**YOUR TASK:** Copy every row below word for word, leaving out the pictures.

**DATA SHOWN:**
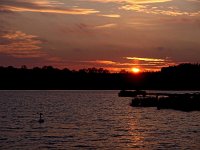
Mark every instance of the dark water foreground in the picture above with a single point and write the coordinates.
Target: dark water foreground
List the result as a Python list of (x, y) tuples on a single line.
[(91, 120)]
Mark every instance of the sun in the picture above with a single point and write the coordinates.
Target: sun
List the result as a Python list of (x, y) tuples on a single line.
[(135, 70)]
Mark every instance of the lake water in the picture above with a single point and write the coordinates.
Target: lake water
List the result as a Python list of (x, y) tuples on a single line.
[(91, 120)]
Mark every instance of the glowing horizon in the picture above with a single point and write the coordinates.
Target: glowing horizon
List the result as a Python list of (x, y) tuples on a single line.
[(111, 34)]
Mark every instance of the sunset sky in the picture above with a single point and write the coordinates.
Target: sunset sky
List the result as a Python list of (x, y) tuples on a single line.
[(113, 34)]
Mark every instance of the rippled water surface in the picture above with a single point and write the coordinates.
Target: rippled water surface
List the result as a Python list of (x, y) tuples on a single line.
[(91, 120)]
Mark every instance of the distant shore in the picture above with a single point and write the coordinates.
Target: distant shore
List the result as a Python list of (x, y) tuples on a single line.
[(181, 77)]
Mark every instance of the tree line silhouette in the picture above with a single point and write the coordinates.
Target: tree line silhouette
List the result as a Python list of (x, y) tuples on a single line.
[(181, 77)]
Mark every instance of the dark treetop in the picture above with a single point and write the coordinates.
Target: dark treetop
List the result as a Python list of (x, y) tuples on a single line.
[(181, 77)]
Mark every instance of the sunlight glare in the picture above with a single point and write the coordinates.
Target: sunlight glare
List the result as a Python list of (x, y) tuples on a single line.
[(135, 70)]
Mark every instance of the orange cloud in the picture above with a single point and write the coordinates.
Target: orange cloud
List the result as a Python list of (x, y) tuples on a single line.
[(71, 11), (20, 45), (111, 15)]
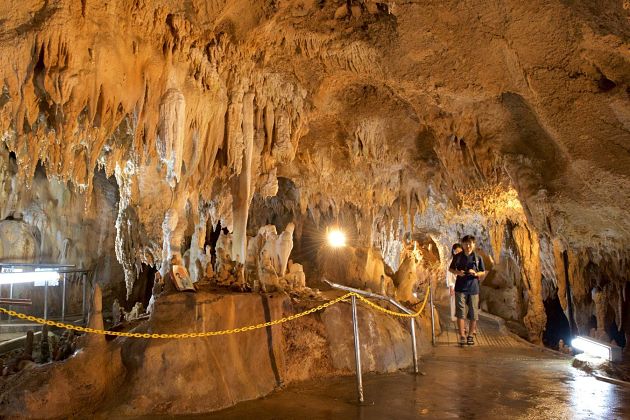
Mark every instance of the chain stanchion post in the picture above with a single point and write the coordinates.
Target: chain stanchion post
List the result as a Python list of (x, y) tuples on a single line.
[(10, 297), (63, 299), (432, 315), (46, 300), (357, 348), (83, 279)]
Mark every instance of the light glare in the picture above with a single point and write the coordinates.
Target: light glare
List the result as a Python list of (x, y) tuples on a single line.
[(591, 347), (336, 238)]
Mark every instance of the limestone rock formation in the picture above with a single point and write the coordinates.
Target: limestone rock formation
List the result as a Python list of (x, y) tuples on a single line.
[(135, 132)]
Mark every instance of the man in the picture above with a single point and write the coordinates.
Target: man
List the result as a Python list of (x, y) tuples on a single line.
[(450, 279), (469, 269)]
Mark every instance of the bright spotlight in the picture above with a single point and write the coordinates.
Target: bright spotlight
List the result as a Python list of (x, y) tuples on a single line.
[(596, 348), (336, 238)]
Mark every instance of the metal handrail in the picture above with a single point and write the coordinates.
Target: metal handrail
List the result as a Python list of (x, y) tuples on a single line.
[(357, 348), (63, 270)]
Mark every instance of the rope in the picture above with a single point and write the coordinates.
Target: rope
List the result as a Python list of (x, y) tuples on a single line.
[(210, 333)]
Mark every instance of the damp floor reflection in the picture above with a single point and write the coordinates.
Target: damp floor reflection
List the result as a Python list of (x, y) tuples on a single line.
[(482, 383)]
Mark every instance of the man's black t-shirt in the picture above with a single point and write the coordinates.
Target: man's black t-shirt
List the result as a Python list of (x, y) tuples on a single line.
[(467, 284)]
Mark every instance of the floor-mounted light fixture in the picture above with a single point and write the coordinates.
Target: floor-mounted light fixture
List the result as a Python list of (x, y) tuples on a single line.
[(336, 238), (597, 348)]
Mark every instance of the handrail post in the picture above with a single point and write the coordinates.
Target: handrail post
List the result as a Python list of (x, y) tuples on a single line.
[(414, 350), (357, 348), (432, 315), (46, 300), (83, 279)]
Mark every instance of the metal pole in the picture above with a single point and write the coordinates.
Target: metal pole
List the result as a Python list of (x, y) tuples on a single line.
[(63, 299), (46, 300), (357, 348), (414, 350), (432, 312), (83, 279)]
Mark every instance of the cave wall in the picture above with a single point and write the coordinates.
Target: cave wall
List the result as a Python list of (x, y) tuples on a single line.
[(392, 118)]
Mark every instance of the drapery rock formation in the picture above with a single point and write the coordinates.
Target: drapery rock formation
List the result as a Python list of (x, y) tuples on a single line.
[(135, 132)]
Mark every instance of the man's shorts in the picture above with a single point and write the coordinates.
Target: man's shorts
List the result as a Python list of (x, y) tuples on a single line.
[(461, 301)]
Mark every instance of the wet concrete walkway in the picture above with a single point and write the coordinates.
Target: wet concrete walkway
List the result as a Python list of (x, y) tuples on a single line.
[(501, 377)]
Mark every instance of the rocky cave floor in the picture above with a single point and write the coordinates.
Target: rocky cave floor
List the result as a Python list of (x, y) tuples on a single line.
[(500, 377), (457, 383)]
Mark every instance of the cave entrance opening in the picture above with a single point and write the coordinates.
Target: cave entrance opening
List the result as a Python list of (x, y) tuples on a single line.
[(142, 287), (212, 236), (557, 327)]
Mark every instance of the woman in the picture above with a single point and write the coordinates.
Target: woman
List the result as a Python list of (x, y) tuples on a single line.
[(450, 279)]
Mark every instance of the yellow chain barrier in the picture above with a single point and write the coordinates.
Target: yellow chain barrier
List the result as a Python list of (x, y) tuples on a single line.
[(212, 333)]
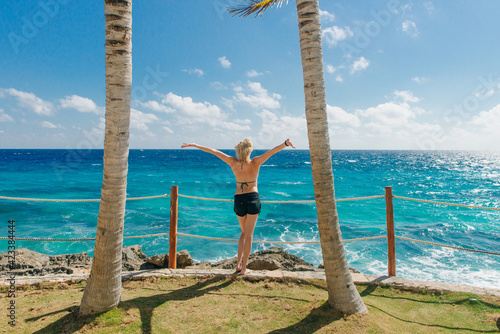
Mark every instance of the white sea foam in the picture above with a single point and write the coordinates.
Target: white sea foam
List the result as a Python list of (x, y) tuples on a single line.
[(281, 193)]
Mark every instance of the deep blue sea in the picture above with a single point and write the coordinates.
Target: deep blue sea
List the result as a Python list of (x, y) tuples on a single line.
[(471, 178)]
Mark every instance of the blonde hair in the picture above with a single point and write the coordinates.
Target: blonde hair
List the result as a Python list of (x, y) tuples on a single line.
[(243, 150)]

**OUTPUT FOR THIS TASK:**
Mark every instance of the dark water foreground in the picture above with a single point and write the coordinates.
Target: dark water foreground
List the result as a Python list of (x, y) tuples on a single line.
[(91, 120)]
Mark every instance of the sun in the picture above with a single point and write the coordinates.
Target: sun
List the result as a Python list of (x, y) tuples on a single line.
[(135, 70)]
Mark every instance of the lake water in the picture above with a single point and write the coordinates.
Target: lake water
List the result as a Python list of (x, y) tuples on a single line.
[(91, 120)]
Mark every instance of the glowing horizon in the picture above with a single point and write the coordinates.
Target: glowing horizon
List the result as a Python list of (x, y) tuples on a single line.
[(111, 34)]
Mark every instance of the sunset sky in the picture above with a single point and write the coordinates.
Target: sunset sky
List the result as a Python list of (x, y) tuples on a single line.
[(113, 34)]
Mark every instance of the rippled water surface in the picture above with a single point and write the coordinates.
Target: rippled water surface
List the result as a Python list of (x, y) tuples on a single line.
[(91, 120)]
Mark every instance of the distant shore in the picture above with a single point and write the coordinates.
Target: distant shore
List the result as a Python list of (x, y) tuples on a single line.
[(181, 77)]
Mark every instance of the tree line silhouette in the picture above with a single point and write the coordinates.
Target: tree line silhouette
List the result as a Python list of (x, y) tuples on a single line.
[(181, 77)]
Mark every instance of the dark treetop in the picture above with a single point and write the coordinates.
Target: dark treetop
List the result as a Python list of (x, y) tuples on a single line.
[(181, 77)]
Mark every instance of the sunlight glare in the picture above with a single point and write the coordinates.
Target: sunlight glare
List the result as a Python list of (x, y) tuples on a single line.
[(135, 70)]
Mark every instance of the orange cloud in the picture above with a single point and write the coordinates.
Target: orange cloud
List the result as a Python list of (x, y) tuples on a single line.
[(71, 11), (20, 45), (111, 15)]
Mark every instance of the chain stanchion post in the picture above with a single point and write the coordinates.
Target: chain stanchion post
List the result as a Python list of (x, y) tuples on a single line.
[(10, 297), (63, 299), (432, 315), (46, 300), (357, 348), (83, 279)]
Mark every instance of the light glare in the picture above with a single point and write the coordinates.
Target: light glare
List the result as a Python list of (x, y) tuples on a single line.
[(591, 347), (336, 238)]
Mark every instance of the limestone rock formation in the picture above with a single point and write the coordinates.
Target: limestone rock formation
List the result as a Python list of (x, y) tuples on a single line.
[(135, 132)]
Mark every instance of the man in the picture above with a single point and write the coordinates.
Target: man
List the result as a Python list of (x, y) tuples on a single line.
[(450, 279), (469, 269)]
Mark every instance of the bright spotlight in the picture above with a single point and write the coordinates.
Target: bright spotlight
List the result as a Python list of (x, y) tuples on a single line.
[(596, 348), (336, 238)]
Mark every instance of the metal handrail in the picture above with a single point and write the coordinates.
Target: metal handrail
List the result as a Python list of (x, y) tuples on a single line.
[(357, 348), (63, 270)]
Mark every instance of the rope in the picture above with a single point and write the coordinates.
Target: rope
List the result as a Python list of (x, y) tuples on a single line.
[(210, 333)]
Mark every instance of the damp floor reflection in the picture above with a single point and write the coordinates.
Target: damp floor reflection
List the result as a Python list of (x, y) tuples on a single line.
[(482, 383)]
Mark every instance of the man's black t-shirt in the picture above with a single point and write the coordinates.
Target: man's black t-shirt
List the result as a Python list of (x, y) tuples on a single line.
[(467, 284)]
Mark every instance of the floor-mounted light fixture in the picture above with a single point and write the coordinates.
Target: floor-mounted light fixture
List the result as a Python list of (x, y) tuples on a single line.
[(336, 238), (597, 348)]
Mark every instance of the handrail post in the picture above with a single point and write the coordinates.
Target: handrail post
List the result as a Python list of (x, y) tuples on a single line.
[(414, 350), (357, 348), (432, 315), (46, 300), (83, 279)]
Mark every instance of the metal pole in the picture above with a single point and write the coordinates.
Target: metal pole
List the result as a Python list of (x, y) tuples on a single line.
[(63, 299), (46, 300), (357, 348), (414, 350), (432, 312), (83, 279)]
Mark every instance of the cave wall in the picture above with a single point and write the coordinates.
Target: cave wall
List the result as a Python list of (x, y) tuples on a single line.
[(392, 118)]
Mark every instance of the drapery rock formation in the picture above with a single point and write the coordinates.
Target: drapery rock formation
List the result as a Python list of (x, y) tuples on a single line.
[(135, 132)]
Mark every instance of the man's shorts in the picture above with a single point and write the coordinates.
Target: man's shorts
List the result as a Python list of (x, y) tuples on a single line.
[(461, 301)]
Mark every instance of the wet concrete walkway in the picture above with a single point and write the coordinates.
Target: wet concrete walkway
List the result as a Python list of (x, y) tuples on a single line.
[(501, 377)]
Mark every instance of the rocky cave floor in the picture above with a single point and write the coordinates.
Target: rocky cave floor
List the result as a Python list of (x, y) tuples on a single line.
[(500, 377), (457, 383)]
Mark every instance of the cave entrance opening in the picture above with a single point and write the coordinates.
Target: cave entrance opening
List the result as a Python list of (x, y) tuples on a single line.
[(142, 287), (212, 236), (557, 327)]
Mark every instance of the woman in the picture above with a single point and write the coordinates.
Target: woman
List the result as a Python list of (x, y) tuples on a single line.
[(450, 279)]
Mark every instance of the yellow chain barrier in the picture above with a single point and write the coordinates.
Target: yellow chain barrier
List the result as a Python list of (x, y) tuples on a single line.
[(212, 333)]
Mark every instance of the white sea foam in the picture above with a single point and write the coordinates.
Target: white sea foam
List the result as a Python list of (x, y) tuples on a single line.
[(281, 193)]
Mark every instance of the deep blue sea in the picture above with a single point and write the coordinates.
Target: deep blue sea
List the result as a Python list of (x, y) tuples on a single line.
[(471, 178)]
Mark every instance of the blonde hair in the picture above with a single point and write the coordinates.
Target: blonde hair
List the result as a Python list of (x, y) tuples on a single line.
[(243, 150)]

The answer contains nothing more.